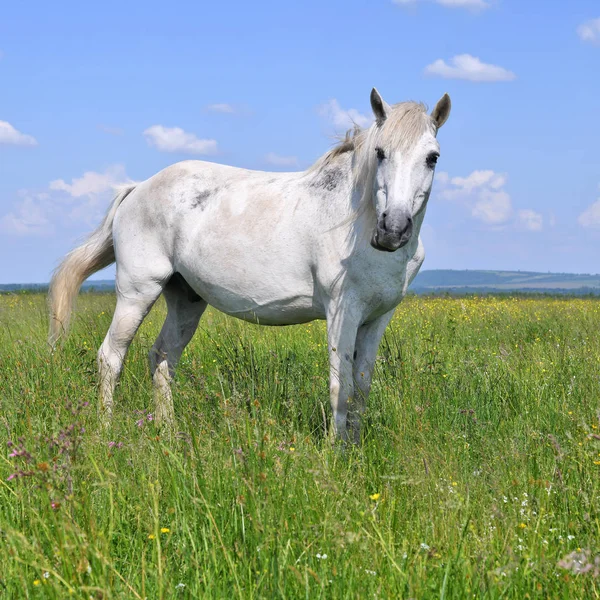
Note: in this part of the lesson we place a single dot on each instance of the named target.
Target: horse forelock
(403, 128)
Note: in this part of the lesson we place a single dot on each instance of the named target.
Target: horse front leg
(341, 337)
(367, 343)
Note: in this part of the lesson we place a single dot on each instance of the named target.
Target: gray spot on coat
(199, 201)
(328, 179)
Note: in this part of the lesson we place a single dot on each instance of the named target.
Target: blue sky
(96, 94)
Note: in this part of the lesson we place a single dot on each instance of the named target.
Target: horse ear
(380, 106)
(441, 112)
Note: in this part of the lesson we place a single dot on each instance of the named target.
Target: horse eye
(432, 159)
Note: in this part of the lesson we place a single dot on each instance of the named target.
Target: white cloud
(343, 118)
(464, 3)
(92, 183)
(221, 107)
(590, 31)
(492, 208)
(469, 68)
(530, 220)
(111, 130)
(590, 217)
(281, 161)
(84, 200)
(175, 139)
(10, 135)
(482, 193)
(29, 217)
(469, 4)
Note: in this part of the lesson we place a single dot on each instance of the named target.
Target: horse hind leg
(134, 301)
(184, 309)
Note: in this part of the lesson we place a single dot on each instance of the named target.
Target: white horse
(339, 241)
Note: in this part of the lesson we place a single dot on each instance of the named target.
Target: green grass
(479, 472)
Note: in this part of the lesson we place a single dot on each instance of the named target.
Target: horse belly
(243, 290)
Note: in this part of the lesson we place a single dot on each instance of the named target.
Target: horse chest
(382, 285)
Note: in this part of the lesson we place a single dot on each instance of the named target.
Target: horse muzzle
(390, 236)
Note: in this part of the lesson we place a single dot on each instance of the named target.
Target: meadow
(479, 475)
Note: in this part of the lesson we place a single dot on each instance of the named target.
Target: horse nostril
(383, 219)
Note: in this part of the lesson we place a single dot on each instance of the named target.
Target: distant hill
(434, 281)
(446, 280)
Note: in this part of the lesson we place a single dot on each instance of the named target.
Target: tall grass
(479, 475)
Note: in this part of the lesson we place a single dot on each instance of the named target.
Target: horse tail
(94, 254)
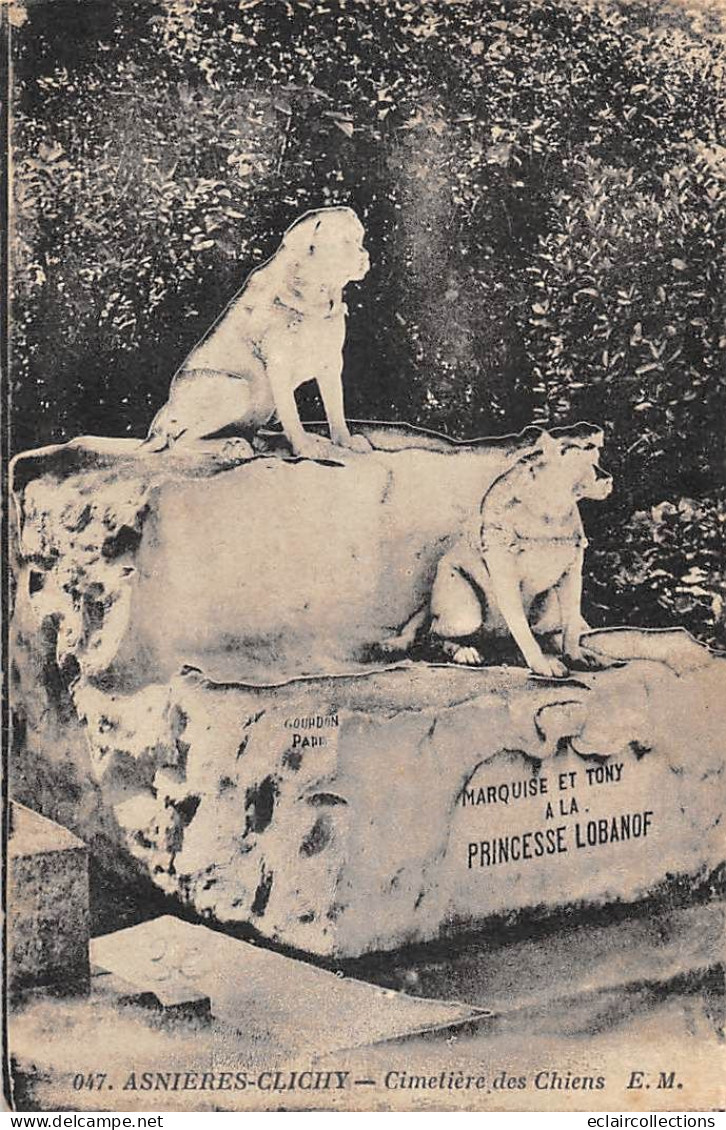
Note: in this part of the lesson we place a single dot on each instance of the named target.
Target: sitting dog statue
(519, 571)
(285, 327)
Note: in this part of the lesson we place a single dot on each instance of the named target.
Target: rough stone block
(193, 695)
(48, 904)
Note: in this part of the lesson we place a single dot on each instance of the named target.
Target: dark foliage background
(543, 183)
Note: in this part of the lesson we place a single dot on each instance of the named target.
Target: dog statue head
(573, 457)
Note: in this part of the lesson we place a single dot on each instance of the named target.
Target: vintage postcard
(366, 662)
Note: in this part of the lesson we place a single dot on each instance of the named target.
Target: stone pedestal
(195, 700)
(48, 905)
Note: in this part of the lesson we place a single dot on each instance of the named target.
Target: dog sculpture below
(519, 572)
(285, 327)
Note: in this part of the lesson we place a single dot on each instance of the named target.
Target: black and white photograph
(364, 408)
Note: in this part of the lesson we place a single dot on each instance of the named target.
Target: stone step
(252, 989)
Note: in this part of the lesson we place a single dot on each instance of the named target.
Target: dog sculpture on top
(285, 327)
(519, 572)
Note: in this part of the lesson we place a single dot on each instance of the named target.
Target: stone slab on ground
(174, 1000)
(48, 904)
(638, 992)
(257, 990)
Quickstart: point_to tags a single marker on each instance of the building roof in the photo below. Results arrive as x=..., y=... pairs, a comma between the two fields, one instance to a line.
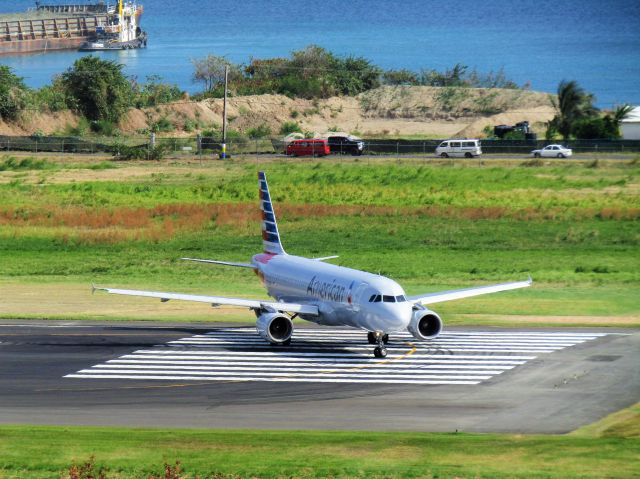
x=633, y=116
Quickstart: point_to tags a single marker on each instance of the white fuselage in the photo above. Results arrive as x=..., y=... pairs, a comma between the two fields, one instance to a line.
x=344, y=296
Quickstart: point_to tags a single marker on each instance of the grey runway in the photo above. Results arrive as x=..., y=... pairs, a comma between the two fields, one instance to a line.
x=462, y=358
x=212, y=376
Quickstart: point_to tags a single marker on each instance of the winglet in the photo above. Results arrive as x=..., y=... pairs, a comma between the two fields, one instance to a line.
x=270, y=236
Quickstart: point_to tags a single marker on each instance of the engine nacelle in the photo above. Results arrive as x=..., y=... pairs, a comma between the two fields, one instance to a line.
x=275, y=328
x=425, y=324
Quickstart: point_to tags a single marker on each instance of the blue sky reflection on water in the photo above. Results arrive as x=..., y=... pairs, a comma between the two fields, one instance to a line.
x=541, y=42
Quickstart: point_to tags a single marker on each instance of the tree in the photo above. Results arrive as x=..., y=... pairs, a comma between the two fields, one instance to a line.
x=210, y=71
x=12, y=94
x=573, y=104
x=400, y=77
x=607, y=126
x=98, y=88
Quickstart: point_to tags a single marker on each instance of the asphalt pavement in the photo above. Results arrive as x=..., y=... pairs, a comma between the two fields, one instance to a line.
x=224, y=376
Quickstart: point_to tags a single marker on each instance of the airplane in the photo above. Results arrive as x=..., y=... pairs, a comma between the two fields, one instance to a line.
x=326, y=294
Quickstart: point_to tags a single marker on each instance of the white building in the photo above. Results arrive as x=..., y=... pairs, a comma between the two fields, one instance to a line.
x=630, y=125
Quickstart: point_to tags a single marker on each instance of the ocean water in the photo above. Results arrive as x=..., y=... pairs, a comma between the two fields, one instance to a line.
x=541, y=42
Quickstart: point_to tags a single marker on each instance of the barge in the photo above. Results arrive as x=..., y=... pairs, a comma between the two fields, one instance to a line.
x=96, y=26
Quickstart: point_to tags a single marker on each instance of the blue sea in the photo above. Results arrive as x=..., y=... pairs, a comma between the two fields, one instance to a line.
x=541, y=42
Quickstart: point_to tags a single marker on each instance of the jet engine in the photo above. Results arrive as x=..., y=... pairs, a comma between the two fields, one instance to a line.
x=275, y=328
x=425, y=324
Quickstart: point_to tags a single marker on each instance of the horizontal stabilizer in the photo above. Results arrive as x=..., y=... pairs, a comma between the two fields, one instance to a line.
x=225, y=263
x=324, y=258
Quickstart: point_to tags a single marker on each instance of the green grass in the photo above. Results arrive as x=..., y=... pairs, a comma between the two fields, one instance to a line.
x=44, y=452
x=430, y=226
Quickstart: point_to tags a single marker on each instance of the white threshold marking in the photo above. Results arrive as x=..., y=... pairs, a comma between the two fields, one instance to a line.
x=334, y=356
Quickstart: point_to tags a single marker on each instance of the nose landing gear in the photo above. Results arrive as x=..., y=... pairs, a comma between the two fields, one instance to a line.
x=379, y=338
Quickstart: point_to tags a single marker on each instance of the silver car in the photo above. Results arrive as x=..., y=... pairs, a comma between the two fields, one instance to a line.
x=552, y=151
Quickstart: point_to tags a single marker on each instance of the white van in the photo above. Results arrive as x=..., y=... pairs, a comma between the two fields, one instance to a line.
◇ ◇ ◇
The problem
Print the whole listing above exactly, and keep every picture out of the copy.

Reply to the exercise
Note: in this part of the lesson we place a single dot on each instance of the named target.
Target: horse forelock
(403, 128)
Note: in this part of the lesson we place a single dot on each instance of the named target.
Target: horse front leg
(341, 337)
(367, 343)
Note: in this part of the lesson we place a single dot on each instance of the named target.
Target: gray spot on coat
(199, 201)
(328, 179)
Note: in this part of the lesson we place a single dot on each instance of the named target.
Target: blue sky
(96, 94)
Note: in this part of the lesson we place a single dot on each instance of the named target.
Target: horse ear
(380, 106)
(441, 112)
Note: in this part of the lesson we place a single dot on each instance of the named target.
Target: horse eye
(432, 159)
Note: in this part of the lesson we place a single dot on each instance of the named target.
Target: white cloud
(343, 118)
(464, 3)
(92, 183)
(221, 107)
(590, 31)
(492, 208)
(469, 68)
(530, 220)
(111, 130)
(590, 217)
(281, 161)
(84, 200)
(175, 139)
(10, 135)
(482, 193)
(29, 217)
(469, 4)
Note: in this part of the lesson we place a single dot on each instance of the named target.
Target: horse hind leg
(134, 301)
(184, 309)
Note: in this part of the lesson we place a single dot on each instance of the named target.
Target: white horse
(339, 241)
Note: in this part of the lesson we place a single dot on each instance of the named target.
Target: green grass
(479, 472)
Note: in this part of the lesson we place a single dot on each instance of the named target.
Target: horse belly
(243, 290)
Note: in this part of the lesson we place a single dot on each instance of the named target.
Target: horse chest
(382, 285)
Note: in this part of the lesson we place a single dot on each instance of the named target.
Target: horse muzzle
(390, 236)
Note: in this part of the lesson we place a single dot on each instance of the named target.
Target: meadow
(479, 475)
Note: in this part of the lesson we place a single dot on each instance of the named target.
Target: horse nostril
(383, 219)
Note: in this part of the lesson we place a single dot on each instance of the named target.
Target: distant hill
(434, 281)
(446, 280)
Note: in this part of the lesson we place a single dot on each instance of the named target.
Target: tall grass
(479, 475)
Note: in this part of the lesson we place a single dot on each instance of the named target.
Target: horse tail
(94, 254)
Note: in this part of the lesson we place a single dot on each instance of the named target.
Target: sitting dog statue
(519, 571)
(285, 327)
Note: in this part of the lesson we place a single dot on each instance of the named target.
Target: rough stone block
(193, 695)
(48, 904)
Note: in this part of the lesson we place a single dot on each instance of the named target.
Target: dark foliage background
(543, 183)
Note: in this part of the lesson we place a single dot on each instance of the named target.
Target: dog statue head
(573, 457)
Note: in this part of the lesson we place a single dot on each instance of the named target.
Target: vintage postcard
(366, 662)
Note: in this part of the lesson we place a single dot on each instance of the named target.
Target: stone pedestal
(195, 700)
(48, 905)
Note: in this part of the lesson we place a single dot on each instance of the named target.
Target: dog sculpture below
(519, 572)
(285, 327)
Note: in this part of the lesson we place a single dot on each instance of the named target.
Target: black and white photograph
(364, 408)
Note: in this part of the lesson we place a single dot on each instance of the named target.
Target: stone step
(252, 989)
Note: in this part of the lesson we place a single dot on each instance of the named target.
Target: dog sculpture on top
(285, 327)
(519, 572)
Note: in this part of the lesson we place a single dot on each instance of the named target.
Target: stone slab on ground
(174, 1000)
(48, 904)
(638, 992)
(257, 990)
Quickstart: point_to tags a single marker on each instance of the building roof in the photo below. Results arrive as x=..., y=... pairs, a comma between the two fields, one instance to a line.
x=633, y=116
Quickstart: point_to tags a single marker on each instance of the white fuselage in the photo above. Results arrive as x=..., y=... pairs, a comma between the two fields, one instance to a line.
x=344, y=296
Quickstart: point_to tags a single marker on each instance of the grey runway in the photo above. Results arrive as x=..., y=... pairs, a comma between the two fields, one instance to a line.
x=462, y=358
x=212, y=376
Quickstart: point_to tags a single marker on each instance of the winglet in the photo above. Results arrive as x=..., y=... pairs, a comma between the two fields, one instance to a line.
x=270, y=236
Quickstart: point_to tags a single marker on each instance of the engine nacelle in the photo above. Results arrive as x=..., y=... pairs, a comma between the two fields, one instance to a line.
x=275, y=328
x=425, y=324
Quickstart: point_to tags a single marker on each instance of the blue sky reflection on water in the photo above. Results arrive as x=..., y=... pairs, a comma between the two fields, one instance to a line.
x=541, y=42
Quickstart: point_to tags a single marker on each instance of the tree in the photo above. Results arrive as x=..., y=... pairs, a comma between the two fields, one instance to a line.
x=210, y=71
x=12, y=94
x=573, y=104
x=400, y=77
x=607, y=126
x=98, y=88
Quickstart: point_to tags a single marker on each instance of the asphalt pavement in the photo above. Results arrive as x=..., y=... pairs, a comma between the two fields, one instance to a line.
x=224, y=376
Quickstart: point_to tags a single marker on each instance of the airplane in the photo above. Results arrive as x=..., y=... pairs, a comma between the two fields, one instance to a line.
x=326, y=294
Quickstart: point_to tags a single marker on each instance of the white building in the photo above. Results arrive as x=..., y=... pairs, a comma between the two fields, one instance to a line.
x=630, y=125
Quickstart: point_to tags a single marker on each instance of the ocean water in the photo above. Results arrive as x=..., y=... pairs, a comma between the two fields, one instance to a line.
x=541, y=42
Quickstart: point_to tags a single marker on each instance of the barge in the photo above. Results arrive as x=..., y=... pairs, a comma between the two fields, one instance to a line.
x=96, y=26
Quickstart: point_to tags a single marker on each instance of the blue sea in the photo above. Results arrive as x=..., y=... pairs, a comma between the two fields, one instance to a line.
x=541, y=42
Quickstart: point_to tags a single marker on each instance of the jet engine in the photo above. Results arrive as x=..., y=... pairs, a comma between the two fields, one instance to a line.
x=275, y=328
x=425, y=324
Quickstart: point_to tags a single marker on each instance of the horizontal stabilizer in the photo above. Results arrive as x=..., y=... pairs, a comma between the two fields, one instance to a line.
x=225, y=263
x=324, y=258
Quickstart: point_to tags a single marker on each instance of the green grass in the photo above. Results arrive as x=..., y=... pairs, a comma between the two fields, one instance to a line.
x=44, y=452
x=430, y=226
Quickstart: point_to tags a single marker on each instance of the white threshold marking in the photo above. Results arrive as x=..., y=... pairs, a comma between the two fields, one instance to a line.
x=334, y=356
Quickstart: point_to tags a single marker on each instance of the nose landing gear in the photo above. Results arrive as x=..., y=... pairs, a comma between the two fields, one instance to a line.
x=379, y=338
Quickstart: point_to tags a single marker on each instance of the silver car in the photo above. Results arrive as x=..., y=... pairs, a comma between the two fields, one instance to a line.
x=552, y=151
Quickstart: point_to tags a single marker on each instance of the white van in the photo above. Results arrive as x=..., y=... pairs, a comma between the two fields, one instance to a line.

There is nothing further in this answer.